Exactly reproduce the lines from the line that has "column 340, row 22" down to the last line of the entries, inclusive.

Records for this exercise:
"""
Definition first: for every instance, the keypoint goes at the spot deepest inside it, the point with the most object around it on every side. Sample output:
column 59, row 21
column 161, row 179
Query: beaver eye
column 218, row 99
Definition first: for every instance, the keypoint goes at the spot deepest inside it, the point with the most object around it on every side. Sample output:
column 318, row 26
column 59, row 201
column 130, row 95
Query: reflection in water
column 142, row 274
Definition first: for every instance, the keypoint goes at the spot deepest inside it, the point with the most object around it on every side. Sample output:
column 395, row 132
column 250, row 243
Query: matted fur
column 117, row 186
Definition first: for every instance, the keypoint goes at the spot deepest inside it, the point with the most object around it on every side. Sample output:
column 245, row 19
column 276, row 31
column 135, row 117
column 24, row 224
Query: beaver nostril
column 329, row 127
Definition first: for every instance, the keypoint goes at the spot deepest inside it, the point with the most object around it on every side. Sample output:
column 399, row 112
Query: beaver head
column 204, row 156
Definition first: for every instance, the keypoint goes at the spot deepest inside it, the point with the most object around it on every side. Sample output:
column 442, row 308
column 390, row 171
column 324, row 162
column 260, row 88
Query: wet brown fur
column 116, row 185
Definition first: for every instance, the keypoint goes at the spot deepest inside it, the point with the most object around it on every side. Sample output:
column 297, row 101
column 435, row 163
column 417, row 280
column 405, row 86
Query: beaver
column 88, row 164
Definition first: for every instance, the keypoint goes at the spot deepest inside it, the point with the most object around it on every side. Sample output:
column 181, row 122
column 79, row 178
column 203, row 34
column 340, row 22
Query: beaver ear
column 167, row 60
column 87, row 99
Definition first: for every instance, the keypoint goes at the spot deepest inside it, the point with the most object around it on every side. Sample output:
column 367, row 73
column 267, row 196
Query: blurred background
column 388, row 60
"""
Solution to the problem:
column 340, row 22
Query: beaver ear
column 167, row 60
column 87, row 99
Definition first: for every instance, the keypoint goes at the spot deepest inside it, the point with the most object around it on every side. Sample output:
column 367, row 73
column 267, row 196
Query: blurred background
column 388, row 60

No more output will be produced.